— start of SUPPLIED RECORDS —

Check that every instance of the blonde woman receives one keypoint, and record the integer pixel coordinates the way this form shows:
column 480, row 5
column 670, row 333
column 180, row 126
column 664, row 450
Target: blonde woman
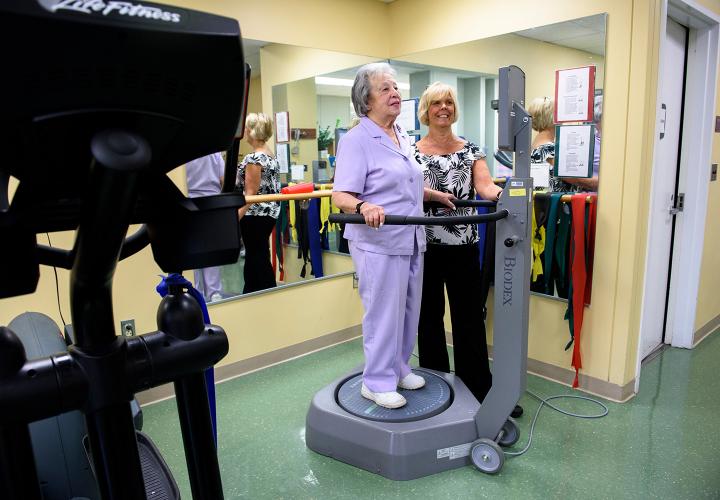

— end of SUPPLIED RECORDS —

**DIRECTIONS:** Copy out the material above word for word and line for line, leaving out the picture.

**CORRECT ANSWER:**
Check that every instance of the blonde woman receives one keypoint, and record the integer pixel coordinates the way this form shows:
column 480, row 5
column 670, row 333
column 180, row 126
column 664, row 450
Target: blonde woman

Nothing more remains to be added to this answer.